Problem statement » Collect from the data below each line with "screen".

Input »
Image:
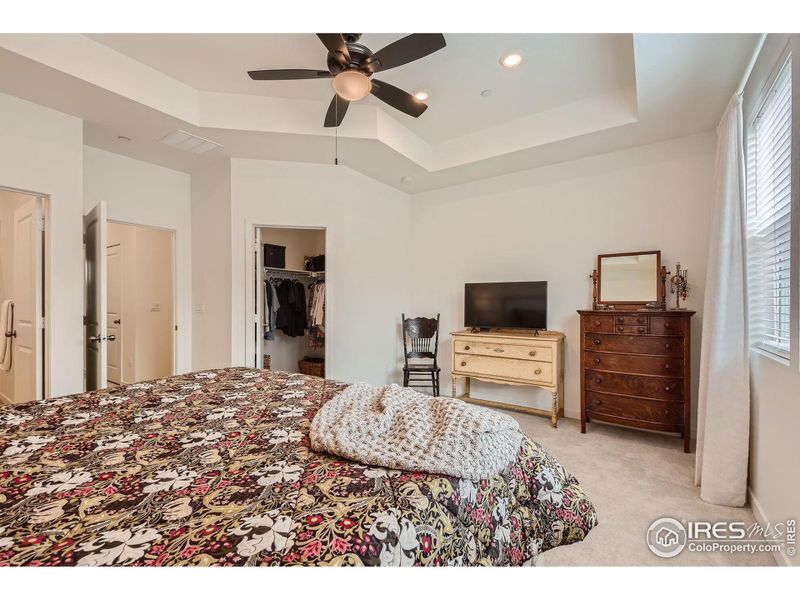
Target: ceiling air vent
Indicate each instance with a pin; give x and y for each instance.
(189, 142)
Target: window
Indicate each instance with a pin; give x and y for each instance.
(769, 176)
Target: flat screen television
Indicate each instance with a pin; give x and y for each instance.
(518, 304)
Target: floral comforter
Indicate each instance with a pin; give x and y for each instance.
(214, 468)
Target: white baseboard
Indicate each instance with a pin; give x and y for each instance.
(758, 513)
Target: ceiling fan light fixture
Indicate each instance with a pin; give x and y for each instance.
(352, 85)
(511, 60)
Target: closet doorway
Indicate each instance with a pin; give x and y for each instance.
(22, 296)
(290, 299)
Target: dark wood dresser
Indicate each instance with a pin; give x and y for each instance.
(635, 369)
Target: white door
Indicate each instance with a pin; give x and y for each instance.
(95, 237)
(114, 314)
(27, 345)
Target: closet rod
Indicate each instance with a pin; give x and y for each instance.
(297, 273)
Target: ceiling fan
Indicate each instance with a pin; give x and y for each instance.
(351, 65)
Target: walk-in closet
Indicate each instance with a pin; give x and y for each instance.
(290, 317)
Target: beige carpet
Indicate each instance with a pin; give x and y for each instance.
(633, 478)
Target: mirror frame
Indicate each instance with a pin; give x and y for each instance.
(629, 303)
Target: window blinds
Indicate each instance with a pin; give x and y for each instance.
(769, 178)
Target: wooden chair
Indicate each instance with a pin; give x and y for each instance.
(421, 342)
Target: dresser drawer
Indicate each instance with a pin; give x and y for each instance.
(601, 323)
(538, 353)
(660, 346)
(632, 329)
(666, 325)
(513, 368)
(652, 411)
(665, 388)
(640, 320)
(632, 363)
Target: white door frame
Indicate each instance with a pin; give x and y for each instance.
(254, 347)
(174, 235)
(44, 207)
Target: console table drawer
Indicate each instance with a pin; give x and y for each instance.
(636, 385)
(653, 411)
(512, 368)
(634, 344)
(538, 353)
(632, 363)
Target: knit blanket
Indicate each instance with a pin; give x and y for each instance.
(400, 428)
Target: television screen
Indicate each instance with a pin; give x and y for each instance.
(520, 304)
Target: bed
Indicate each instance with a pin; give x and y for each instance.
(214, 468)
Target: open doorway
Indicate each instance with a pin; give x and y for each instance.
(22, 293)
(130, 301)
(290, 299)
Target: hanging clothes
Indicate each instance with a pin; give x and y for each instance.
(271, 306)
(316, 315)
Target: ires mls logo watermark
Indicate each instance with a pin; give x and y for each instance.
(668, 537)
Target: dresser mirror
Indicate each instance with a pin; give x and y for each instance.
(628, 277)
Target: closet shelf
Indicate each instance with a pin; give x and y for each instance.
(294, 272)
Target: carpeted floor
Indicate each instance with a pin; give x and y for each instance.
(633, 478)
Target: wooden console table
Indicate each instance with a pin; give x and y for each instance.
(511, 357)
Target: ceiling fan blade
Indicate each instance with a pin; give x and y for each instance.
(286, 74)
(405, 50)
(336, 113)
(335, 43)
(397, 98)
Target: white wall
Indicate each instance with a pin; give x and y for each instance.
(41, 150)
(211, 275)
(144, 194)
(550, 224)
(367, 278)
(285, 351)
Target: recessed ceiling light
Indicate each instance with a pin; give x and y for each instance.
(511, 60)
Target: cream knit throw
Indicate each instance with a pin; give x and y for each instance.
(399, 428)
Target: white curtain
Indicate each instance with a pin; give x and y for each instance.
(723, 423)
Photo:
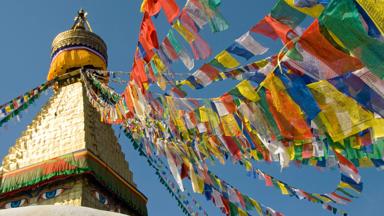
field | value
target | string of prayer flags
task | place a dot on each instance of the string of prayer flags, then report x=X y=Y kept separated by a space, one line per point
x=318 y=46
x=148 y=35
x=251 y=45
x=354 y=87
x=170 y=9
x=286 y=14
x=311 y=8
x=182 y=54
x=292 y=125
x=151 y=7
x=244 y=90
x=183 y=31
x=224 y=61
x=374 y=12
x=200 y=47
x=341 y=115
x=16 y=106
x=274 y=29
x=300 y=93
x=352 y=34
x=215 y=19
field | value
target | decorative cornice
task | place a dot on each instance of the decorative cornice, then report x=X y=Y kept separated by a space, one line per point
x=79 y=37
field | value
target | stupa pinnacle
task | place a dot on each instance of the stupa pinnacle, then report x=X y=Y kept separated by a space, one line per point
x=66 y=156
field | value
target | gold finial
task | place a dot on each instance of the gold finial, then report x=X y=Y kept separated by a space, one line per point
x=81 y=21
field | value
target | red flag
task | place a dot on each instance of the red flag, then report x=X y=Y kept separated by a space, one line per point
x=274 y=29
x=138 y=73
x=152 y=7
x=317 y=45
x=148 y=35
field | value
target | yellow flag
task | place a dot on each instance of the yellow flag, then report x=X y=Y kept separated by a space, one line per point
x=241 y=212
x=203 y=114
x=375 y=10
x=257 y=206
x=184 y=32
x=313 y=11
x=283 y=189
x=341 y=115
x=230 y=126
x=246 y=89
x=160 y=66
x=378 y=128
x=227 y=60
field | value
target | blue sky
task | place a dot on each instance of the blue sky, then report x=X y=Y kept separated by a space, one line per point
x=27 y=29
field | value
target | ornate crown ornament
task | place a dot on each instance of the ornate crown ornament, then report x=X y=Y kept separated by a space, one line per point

Answer box »
Target: flat screen television
Target: television screen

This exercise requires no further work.